__Exercise directions__
Restate the entries below word for word, leaving nothing out.

[Collection entries]

================

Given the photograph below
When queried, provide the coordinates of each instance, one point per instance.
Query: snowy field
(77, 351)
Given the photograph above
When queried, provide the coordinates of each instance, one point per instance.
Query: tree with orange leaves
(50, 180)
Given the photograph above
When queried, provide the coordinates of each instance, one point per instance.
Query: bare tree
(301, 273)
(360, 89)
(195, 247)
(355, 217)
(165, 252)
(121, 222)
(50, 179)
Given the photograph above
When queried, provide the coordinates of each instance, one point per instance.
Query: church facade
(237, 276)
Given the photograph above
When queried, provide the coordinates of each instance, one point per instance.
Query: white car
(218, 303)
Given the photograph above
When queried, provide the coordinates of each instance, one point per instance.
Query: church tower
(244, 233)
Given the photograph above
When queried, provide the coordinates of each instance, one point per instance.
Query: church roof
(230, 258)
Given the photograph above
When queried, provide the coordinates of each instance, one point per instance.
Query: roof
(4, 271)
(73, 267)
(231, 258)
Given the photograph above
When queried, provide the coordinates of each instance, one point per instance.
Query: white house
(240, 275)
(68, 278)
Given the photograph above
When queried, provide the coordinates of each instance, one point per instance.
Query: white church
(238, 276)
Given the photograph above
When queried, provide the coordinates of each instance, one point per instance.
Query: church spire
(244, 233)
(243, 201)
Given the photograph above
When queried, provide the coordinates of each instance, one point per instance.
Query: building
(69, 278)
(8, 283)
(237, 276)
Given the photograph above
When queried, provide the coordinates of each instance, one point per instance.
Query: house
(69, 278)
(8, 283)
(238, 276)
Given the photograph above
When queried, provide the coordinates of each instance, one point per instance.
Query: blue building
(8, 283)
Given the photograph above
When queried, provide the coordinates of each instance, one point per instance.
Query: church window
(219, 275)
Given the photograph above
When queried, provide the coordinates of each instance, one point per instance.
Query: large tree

================

__Answer to this problem__
Given the photograph below
When queried, provide the coordinates of each instance, one point per instance.
Query: snowy field
(77, 351)
Given the photograph above
When queried, provide the coordinates of each instance, one point per instance.
Query: tree with orange leaves
(50, 180)
Given the photograph above
When queried, provide the coordinates of each instance, one point per instance.
Query: bare tree
(301, 273)
(360, 89)
(195, 247)
(355, 217)
(165, 252)
(121, 222)
(50, 179)
Given the photograph above
When queried, provide the coordinates of each instance, one point per instance.
Query: church facade
(237, 276)
Given the photograph above
When queried, provide the coordinates of each instance, one point per instance.
Query: white car
(218, 303)
Given the photograph above
When queried, provide the coordinates of each instance, one point per instance.
Query: church tower
(244, 233)
Given the photograph above
When queried, provide the coordinates of each instance, one point per instance.
Query: church roof
(230, 258)
Given the photograph above
When queried, provide the coordinates of each instance, one point per instance.
Query: roof
(4, 271)
(73, 267)
(231, 258)
Given the photograph above
When queried, provide the coordinates of each instance, one point per instance.
Query: white house
(240, 275)
(68, 278)
Given the photograph above
When queried, provide the coordinates of each instance, one point per instance.
Query: white church
(238, 276)
Given the photograph above
When queried, provide the coordinates of each instance, one point per instance.
Query: church spire
(244, 233)
(243, 201)
Given the photograph above
When queried, provide the coordinates of each instance, one point per instance.
Query: building
(69, 278)
(8, 283)
(237, 276)
Given the photograph above
When queried, provide the coordinates of each instance, one point per instance.
Query: house
(69, 278)
(8, 283)
(238, 276)
Given the photograph above
When queried, provide the coordinates of each instance, one point per instance.
Query: blue building
(8, 283)
Given the photograph above
When queried, provide the coordinates of each instance, one point per instance.
Query: church window
(219, 275)
Given the photograph above
When queried, provide the coordinates of each instance, one point per instance.
Query: large tree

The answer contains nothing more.